> _Obiettivo del compito_
Riporta ogni riga dei record sottostanti in cui compare la stringa "blue".

**** Record forniti

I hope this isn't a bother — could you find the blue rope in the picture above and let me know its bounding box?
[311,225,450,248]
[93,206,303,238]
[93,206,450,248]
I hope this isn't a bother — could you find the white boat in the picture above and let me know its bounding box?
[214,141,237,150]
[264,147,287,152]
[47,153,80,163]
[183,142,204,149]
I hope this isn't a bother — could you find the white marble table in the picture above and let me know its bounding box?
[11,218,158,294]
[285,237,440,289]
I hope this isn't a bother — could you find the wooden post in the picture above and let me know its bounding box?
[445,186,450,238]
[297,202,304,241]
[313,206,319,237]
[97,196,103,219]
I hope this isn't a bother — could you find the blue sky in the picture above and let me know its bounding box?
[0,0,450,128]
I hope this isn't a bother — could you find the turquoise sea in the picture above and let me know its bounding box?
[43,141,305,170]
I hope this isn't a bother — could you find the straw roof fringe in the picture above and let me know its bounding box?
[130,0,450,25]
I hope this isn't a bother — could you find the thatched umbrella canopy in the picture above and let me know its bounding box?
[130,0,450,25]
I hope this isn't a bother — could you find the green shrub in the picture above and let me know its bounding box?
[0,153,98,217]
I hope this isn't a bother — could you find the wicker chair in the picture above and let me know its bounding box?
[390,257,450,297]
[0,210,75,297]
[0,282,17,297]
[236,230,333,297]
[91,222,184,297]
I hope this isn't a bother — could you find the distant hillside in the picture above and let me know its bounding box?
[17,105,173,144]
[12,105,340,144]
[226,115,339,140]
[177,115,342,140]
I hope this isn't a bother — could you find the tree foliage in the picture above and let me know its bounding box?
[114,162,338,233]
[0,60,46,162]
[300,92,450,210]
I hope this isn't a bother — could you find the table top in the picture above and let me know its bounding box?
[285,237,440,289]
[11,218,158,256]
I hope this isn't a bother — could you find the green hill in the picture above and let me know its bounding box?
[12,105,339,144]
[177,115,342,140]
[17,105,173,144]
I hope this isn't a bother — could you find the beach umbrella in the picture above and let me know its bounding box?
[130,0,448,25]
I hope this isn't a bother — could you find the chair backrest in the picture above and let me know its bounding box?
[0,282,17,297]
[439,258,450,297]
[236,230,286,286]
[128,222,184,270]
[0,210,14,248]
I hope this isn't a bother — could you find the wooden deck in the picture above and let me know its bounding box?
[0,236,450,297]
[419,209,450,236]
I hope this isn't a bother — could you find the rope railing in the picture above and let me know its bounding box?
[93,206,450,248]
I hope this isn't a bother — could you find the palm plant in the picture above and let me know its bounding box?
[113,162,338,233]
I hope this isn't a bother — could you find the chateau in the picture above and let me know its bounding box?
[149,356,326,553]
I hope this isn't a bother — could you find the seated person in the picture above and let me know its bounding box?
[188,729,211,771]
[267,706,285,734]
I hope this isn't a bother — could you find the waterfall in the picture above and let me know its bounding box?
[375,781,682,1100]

********

> _Soluzione_
I hope this isn't a bother — could you find the blue rope in the picture above and let me know its bounding box?
I hope this isn't a bother — could you find the blue sky in the picture above and let me know its bounding box?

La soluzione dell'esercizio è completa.